マルチーズは、一生を通じて活気があり遊び好き。

居住環境を問わず、都会のマンション生活にも適応可能です。

「散歩時間も短く小型で扱い易い」と、一人暮らしの方や小規模世帯、またはお忙しいご家族や高齢者世帯がペットに迎えられています。

また、シングルコートで毛が抜けにくいことから、アレルギーを心配されるご家族が、この犬種を選ばれるケースが増えています。 

(人間のアレルギーは、体毛だけではなくフケなども原因となります。シングルコートだからといって、必ずしもアレルギーを発症させない訳ではありません。ご注意ください。

 

この犬種は自分の家族に対する気配りが細やか。

普段はさほど仲良くないのに、同居ペットが体調を崩すと傍に寄り添ったり、「ママ、あの子、なんだかいつもと違うよ」と知らせたりします。

意外と面倒見の良いお姉ちゃん、お兄ちゃんぶりを発揮してくれるようです。

 

このように、マルチーズの繊細な神経が良い方向で発揮されることもあれば、普段と違う周囲の物音、生活パターンや環境の変化などに過敏に反応することもあります。

興奮して吠え続け、さらには逆クシャミ症候群を起こすなど、体調を崩してしまうことも多いようです。



この犬種と暮らすご家族のお悩みで一番多いのが吠え癖。

「ちょっとしたことに吠える」

「一度吠え始めたら、こちらが注意しても聞かない」

「屋外散歩中に他のワンちゃんや人に向かって吠える」

など問題はさまざまですが、最も深刻なのは「夜間に吠え続ける」こと。

ご家族の睡眠も妨げられる上に、ご近所にも迷惑をかけかねません。

課題の指示:
A. マルチーズについての文章では、この犬種と暮らす家族の悩みで一番多いものは何だとされていますか。
B. マルチーズについての文章から、「居住環境を問わず、都会のマンション生活にも適応可能です。」から「違うよ」と知らせたりします。」までを、終わりの語句も含めて一字も変えずに抜き出してください。

データ項目:

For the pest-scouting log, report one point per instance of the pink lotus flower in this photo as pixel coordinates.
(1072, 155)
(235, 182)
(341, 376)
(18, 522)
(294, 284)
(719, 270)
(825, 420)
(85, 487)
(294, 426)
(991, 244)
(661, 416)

解答一覧:
A. 吠え癖です。

B.
居住環境を問わず、都会のマンション生活にも適応可能です。

「散歩時間も短く小型で扱い易い」と、一人暮らしの方や小規模世帯、またはお忙しいご家族や高齢者世帯がペットに迎えられています。

また、シングルコートで毛が抜けにくいことから、アレルギーを心配されるご家族が、この犬種を選ばれるケースが増えています。 

(人間のアレルギーは、体毛だけではなくフケなども原因となります。シングルコートだからといって、必ずしもアレルギーを発症させない訳ではありません。ご注意ください。

 

この犬種は自分の家族に対する気配りが細やか。

普段はさほど仲良くないのに、同居ペットが体調を崩すと傍に寄り添ったり、「ママ、あの子、なんだかいつもと違うよ」と知らせたりします。